WHAT THE EXERCISE ASKS:
Reproduce the passage on longitudinal prediction of SARA and SCAFI scores in full, word for word.

We used GP regression to predict the month-9 SARA and SCAFI scales of the subjects from our study using the suit features from day-1 8MW and suit features from day-1 9HPT. We also predicted the month-12 SARA and SCAFI scales of the EFACTS study using the day-1 SARA and SCAFI scores from the EFACTS study. The results of the longitudinal prediction for the SARA and SCAFI are presented in Fig. 3b and Fig. 3e respectively. For the longitudinal predictions of SARA, both the day-1 suit features of 8MW and 9HPT achieved a good leave-one-subject-out cross-validated RMSE of 1.70 and 1.16 in comparison with a RMSE of 2.31 using day-1 SARA. Again, for the longitudinal predictions of SCAFI, the 8MW and 9HPT day-1 suit features outperformed day-1 SCAFI (RMSEs of 0.09 and 0.11 vs 0.25). Please see Supplementary Fig. 17 for plot of the R2 of the results. This implies that our suit features contained sufficiently rich information not only to score the disease state of the patient in the present, but also predict how the disease would evolve. The features selected by the feature selection algorithm for the longitudinal predictions of SARA and SCAFI are presented in Supplementary Figs. 18 and 19.

Saved entries:
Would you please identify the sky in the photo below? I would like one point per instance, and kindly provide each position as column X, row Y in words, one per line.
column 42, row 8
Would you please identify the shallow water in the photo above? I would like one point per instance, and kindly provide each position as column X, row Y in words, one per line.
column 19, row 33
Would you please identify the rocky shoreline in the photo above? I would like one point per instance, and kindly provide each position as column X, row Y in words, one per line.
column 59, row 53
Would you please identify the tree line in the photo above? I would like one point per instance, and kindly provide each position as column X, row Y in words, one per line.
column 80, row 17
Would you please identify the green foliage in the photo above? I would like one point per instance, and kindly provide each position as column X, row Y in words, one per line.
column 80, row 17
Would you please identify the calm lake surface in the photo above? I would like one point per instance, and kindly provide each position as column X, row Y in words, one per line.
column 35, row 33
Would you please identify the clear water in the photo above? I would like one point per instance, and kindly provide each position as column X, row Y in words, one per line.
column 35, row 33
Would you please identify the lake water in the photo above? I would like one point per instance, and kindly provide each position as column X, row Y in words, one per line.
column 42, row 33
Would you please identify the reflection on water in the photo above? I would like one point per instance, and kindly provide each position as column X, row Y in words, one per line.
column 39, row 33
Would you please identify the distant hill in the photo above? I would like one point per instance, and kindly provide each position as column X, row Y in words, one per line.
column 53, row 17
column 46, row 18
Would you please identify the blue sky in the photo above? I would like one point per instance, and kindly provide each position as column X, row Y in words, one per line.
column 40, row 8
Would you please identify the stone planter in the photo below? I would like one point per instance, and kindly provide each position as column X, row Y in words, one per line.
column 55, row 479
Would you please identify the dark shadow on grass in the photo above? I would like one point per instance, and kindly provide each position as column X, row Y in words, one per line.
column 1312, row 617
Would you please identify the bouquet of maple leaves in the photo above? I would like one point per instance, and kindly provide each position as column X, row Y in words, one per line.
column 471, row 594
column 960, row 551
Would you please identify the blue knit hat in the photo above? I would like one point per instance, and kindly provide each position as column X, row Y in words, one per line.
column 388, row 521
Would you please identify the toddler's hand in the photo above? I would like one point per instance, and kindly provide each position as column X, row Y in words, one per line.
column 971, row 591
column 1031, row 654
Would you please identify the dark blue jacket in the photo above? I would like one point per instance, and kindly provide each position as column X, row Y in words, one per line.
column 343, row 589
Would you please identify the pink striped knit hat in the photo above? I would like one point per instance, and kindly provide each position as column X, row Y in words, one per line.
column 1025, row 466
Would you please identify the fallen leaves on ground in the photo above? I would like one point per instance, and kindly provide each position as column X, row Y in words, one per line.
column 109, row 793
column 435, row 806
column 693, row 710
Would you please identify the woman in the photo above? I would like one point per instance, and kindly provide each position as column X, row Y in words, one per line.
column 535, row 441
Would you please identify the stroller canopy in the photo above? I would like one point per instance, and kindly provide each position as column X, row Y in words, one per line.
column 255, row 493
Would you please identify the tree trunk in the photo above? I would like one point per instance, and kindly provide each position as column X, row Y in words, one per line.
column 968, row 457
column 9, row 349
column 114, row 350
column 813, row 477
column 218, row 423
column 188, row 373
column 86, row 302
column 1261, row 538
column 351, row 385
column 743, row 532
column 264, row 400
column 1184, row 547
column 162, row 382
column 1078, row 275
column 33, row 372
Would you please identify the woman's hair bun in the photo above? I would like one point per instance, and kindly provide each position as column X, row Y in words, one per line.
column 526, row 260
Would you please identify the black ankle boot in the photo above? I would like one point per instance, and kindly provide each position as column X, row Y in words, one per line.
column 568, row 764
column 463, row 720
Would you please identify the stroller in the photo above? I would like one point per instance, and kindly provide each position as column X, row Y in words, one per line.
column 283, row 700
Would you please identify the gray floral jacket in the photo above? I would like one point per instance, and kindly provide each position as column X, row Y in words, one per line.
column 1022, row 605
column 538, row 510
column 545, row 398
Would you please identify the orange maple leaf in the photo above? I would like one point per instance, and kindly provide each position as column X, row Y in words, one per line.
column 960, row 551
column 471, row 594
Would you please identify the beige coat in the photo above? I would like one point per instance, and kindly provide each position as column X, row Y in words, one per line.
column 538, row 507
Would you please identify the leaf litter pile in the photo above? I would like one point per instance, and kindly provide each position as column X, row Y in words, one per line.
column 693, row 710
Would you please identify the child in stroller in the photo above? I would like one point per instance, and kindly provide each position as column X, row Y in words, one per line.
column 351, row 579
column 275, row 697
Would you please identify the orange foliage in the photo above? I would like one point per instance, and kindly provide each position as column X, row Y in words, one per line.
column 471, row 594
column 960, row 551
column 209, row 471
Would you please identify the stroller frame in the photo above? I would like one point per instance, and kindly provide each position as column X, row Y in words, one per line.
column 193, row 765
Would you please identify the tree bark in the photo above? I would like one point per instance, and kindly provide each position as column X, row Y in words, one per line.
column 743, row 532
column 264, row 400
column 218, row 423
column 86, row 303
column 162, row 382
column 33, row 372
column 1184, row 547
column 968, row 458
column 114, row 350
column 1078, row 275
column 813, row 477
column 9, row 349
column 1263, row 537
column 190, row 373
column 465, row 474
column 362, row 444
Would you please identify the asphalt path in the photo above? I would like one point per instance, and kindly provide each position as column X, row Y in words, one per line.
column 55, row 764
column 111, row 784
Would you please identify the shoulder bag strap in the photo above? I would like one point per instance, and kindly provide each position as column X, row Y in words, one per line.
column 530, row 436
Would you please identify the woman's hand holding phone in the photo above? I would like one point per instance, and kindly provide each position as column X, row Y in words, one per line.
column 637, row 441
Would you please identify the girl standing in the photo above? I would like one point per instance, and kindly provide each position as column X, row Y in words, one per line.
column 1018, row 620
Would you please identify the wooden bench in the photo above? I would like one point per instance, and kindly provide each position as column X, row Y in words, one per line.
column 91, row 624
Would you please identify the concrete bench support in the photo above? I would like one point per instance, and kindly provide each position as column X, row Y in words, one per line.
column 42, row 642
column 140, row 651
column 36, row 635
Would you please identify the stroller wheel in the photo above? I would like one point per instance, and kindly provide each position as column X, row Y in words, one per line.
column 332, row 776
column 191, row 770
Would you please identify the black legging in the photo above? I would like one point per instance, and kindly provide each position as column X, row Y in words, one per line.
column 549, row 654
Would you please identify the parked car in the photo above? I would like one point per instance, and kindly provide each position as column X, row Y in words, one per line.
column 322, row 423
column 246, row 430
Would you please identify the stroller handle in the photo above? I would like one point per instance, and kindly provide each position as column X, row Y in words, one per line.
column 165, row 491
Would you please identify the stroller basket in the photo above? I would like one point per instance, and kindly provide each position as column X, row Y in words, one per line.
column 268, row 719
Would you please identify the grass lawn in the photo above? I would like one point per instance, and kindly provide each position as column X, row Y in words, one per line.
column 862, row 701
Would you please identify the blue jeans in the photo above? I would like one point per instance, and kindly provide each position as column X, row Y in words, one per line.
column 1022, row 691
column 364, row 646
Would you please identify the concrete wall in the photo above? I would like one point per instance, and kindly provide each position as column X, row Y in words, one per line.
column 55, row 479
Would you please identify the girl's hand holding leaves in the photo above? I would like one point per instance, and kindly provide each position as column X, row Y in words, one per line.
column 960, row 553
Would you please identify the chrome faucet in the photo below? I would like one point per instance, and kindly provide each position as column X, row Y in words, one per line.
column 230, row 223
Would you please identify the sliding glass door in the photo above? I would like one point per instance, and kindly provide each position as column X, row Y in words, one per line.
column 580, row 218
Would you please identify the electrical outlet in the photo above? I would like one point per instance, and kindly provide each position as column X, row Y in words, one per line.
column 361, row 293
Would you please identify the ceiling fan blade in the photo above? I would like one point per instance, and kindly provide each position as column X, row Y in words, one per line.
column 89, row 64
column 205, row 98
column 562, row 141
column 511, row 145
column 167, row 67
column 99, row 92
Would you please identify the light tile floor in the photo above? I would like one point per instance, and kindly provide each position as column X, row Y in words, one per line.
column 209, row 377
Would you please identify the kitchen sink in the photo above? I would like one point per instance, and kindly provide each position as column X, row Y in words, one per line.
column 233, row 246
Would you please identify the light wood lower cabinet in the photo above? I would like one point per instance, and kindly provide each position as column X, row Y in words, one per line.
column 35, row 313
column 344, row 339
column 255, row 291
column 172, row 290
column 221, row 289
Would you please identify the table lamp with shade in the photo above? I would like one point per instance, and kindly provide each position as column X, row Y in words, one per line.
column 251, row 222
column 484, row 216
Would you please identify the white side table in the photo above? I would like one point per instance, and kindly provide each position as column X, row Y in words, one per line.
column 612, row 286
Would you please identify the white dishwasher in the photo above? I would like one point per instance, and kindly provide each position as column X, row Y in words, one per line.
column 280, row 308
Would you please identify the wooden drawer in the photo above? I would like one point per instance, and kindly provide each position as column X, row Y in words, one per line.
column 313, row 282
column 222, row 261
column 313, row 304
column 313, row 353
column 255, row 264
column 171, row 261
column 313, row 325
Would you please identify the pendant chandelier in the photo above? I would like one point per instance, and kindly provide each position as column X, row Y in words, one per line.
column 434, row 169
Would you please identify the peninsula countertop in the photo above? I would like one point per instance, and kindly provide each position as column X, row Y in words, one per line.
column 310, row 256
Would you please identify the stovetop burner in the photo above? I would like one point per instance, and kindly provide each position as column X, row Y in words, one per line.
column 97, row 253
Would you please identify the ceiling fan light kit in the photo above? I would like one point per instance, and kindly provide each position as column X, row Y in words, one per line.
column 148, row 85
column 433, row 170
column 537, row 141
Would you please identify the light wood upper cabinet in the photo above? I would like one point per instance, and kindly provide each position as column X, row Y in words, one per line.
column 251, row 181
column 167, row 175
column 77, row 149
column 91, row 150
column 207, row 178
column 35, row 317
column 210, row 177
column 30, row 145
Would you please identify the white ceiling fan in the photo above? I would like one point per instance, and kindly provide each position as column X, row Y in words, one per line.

ANSWER TO THIS PROBLEM:
We used GP regression to predict the month-9 SARA and SCAFI scales of the subjects from our study using the suit features from day-1 8MW and suit features from day-1 9HPT. We also predicted the month-12 SARA and SCAFI scales of the EFACTS study using the day-1 SARA and SCAFI scores from the EFACTS study. The results of the longitudinal prediction for the SARA and SCAFI are presented in Fig. 3b and Fig. 3e respectively. For the longitudinal predictions of SARA, both the day-1 suit features of 8MW and 9HPT achieved a good leave-one-subject-out cross-validated RMSE of 1.70 and 1.16 in comparison with a RMSE of 2.31 using day-1 SARA. Again, for the longitudinal predictions of SCAFI, the 8MW and 9HPT day-1 suit features outperformed day-1 SCAFI (RMSEs of 0.09 and 0.11 vs 0.25). Please see Supplementary Fig. 17 for plot of the R2 of the results. This implies that our suit features contained sufficiently rich information not only to score the disease state of the patient in the present, but also predict how the disease would evolve. The features selected by the feature selection algorithm for the longitudinal predictions of SARA and SCAFI are presented in Supplementary Figs. 18 and 19.